### Stored rows

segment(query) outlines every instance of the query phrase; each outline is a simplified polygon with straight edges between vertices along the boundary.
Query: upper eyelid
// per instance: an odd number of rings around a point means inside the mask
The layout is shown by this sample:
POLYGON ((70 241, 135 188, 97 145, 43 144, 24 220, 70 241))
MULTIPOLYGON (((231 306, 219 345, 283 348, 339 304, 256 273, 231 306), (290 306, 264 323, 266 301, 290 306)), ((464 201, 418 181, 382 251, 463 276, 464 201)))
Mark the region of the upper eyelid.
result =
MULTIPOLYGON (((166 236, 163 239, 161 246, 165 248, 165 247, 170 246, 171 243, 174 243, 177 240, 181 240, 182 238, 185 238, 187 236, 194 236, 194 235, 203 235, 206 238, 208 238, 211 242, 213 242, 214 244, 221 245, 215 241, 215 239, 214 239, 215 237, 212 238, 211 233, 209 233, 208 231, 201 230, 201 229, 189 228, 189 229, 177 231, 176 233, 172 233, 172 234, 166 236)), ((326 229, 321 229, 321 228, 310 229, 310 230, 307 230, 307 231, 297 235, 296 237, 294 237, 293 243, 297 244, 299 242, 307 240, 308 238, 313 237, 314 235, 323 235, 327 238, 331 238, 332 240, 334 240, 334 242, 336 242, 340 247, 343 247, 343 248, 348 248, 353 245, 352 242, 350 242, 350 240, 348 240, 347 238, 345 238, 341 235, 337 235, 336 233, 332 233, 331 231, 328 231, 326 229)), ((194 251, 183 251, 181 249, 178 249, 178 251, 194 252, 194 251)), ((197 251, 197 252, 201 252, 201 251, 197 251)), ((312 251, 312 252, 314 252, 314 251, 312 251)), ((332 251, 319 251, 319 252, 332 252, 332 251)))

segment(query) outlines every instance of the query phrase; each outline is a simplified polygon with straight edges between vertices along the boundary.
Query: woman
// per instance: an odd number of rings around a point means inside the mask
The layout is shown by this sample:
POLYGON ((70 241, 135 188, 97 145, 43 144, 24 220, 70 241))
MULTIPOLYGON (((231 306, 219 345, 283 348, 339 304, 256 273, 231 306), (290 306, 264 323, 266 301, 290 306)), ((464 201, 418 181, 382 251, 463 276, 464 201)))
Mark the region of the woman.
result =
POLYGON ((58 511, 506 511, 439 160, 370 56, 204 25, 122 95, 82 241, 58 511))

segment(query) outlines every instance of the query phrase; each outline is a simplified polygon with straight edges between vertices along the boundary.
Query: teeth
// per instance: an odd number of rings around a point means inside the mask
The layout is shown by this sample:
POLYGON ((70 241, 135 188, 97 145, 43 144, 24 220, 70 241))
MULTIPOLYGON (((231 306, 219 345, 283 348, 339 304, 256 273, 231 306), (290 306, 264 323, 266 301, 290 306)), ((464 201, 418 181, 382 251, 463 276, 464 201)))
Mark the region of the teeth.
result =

######

**Short problem**
Copy out all of the material above verbatim, line for line, with nothing altered, added, or left out.

**Solution to this problem**
segment(query) outlines every instance of the query phrase; each outline is a simplified polygon with straight edges between vertices along the boundary.
Query: upper eyelid
// per instance: an odd number of rings around a point means inside the mask
The layout is shown by this sample:
POLYGON ((70 241, 135 188, 97 145, 43 144, 24 220, 70 241))
MULTIPOLYGON (((231 306, 219 345, 283 348, 339 304, 256 273, 231 306), (290 306, 264 323, 266 301, 290 306)), ((464 201, 418 181, 382 251, 463 276, 464 201)))
Mark the region of the upper eyelid.
result =
MULTIPOLYGON (((166 236, 163 239, 161 246, 165 248, 165 247, 170 246, 171 243, 174 243, 177 240, 181 240, 182 238, 185 238, 187 236, 194 236, 194 235, 203 235, 206 238, 208 238, 211 242, 213 242, 214 244, 221 245, 215 241, 215 239, 214 239, 215 237, 212 238, 211 233, 209 233, 208 231, 201 230, 201 229, 189 228, 189 229, 177 231, 176 233, 172 233, 172 234, 166 236)), ((326 229, 321 229, 321 228, 310 229, 310 230, 307 230, 307 231, 297 235, 296 237, 294 237, 293 243, 297 244, 299 242, 307 240, 308 238, 313 237, 314 235, 323 235, 327 238, 331 238, 332 240, 334 240, 334 242, 336 242, 340 247, 343 247, 343 248, 348 248, 353 245, 352 242, 350 242, 350 240, 348 240, 347 238, 345 238, 341 235, 337 235, 336 233, 332 233, 331 231, 328 231, 326 229)), ((194 251, 183 251, 181 249, 178 249, 178 251, 194 252, 194 251)), ((197 251, 197 252, 201 252, 201 251, 197 251)), ((312 251, 312 252, 314 252, 314 251, 312 251)), ((332 251, 319 251, 319 252, 332 252, 332 251)))

segment(query) outlines every instance of the query phrase; each outline is a simplified polygon with straight edges between vertices along the boundary.
Query: woman
// per instance: an odd number of rings around a point means inside the mask
The layout is shown by this sample:
POLYGON ((70 241, 135 188, 97 145, 43 144, 24 220, 70 241))
MULTIPOLYGON (((231 306, 219 345, 283 348, 339 304, 256 273, 231 306), (290 306, 264 323, 266 301, 290 306)), ((464 201, 418 181, 382 251, 463 276, 464 201)))
Mark the region of the woman.
result =
POLYGON ((58 511, 506 511, 439 160, 370 56, 204 25, 122 95, 82 241, 58 511))

segment(query) outlines every instance of the query phrase; each outline is a simplified polygon with straight edges between vertices along the boundary.
Query: teeth
// per instance: an odd number of rings around a point means inside the mask
The layout is shown by this sample:
POLYGON ((70 241, 135 188, 97 145, 43 144, 24 220, 70 241))
MULTIPOLYGON (((231 306, 219 345, 283 348, 339 304, 256 273, 231 306), (290 306, 264 323, 266 301, 290 306)), ((464 201, 418 181, 382 251, 463 276, 464 201)))
Mark the region of the teeth.
result =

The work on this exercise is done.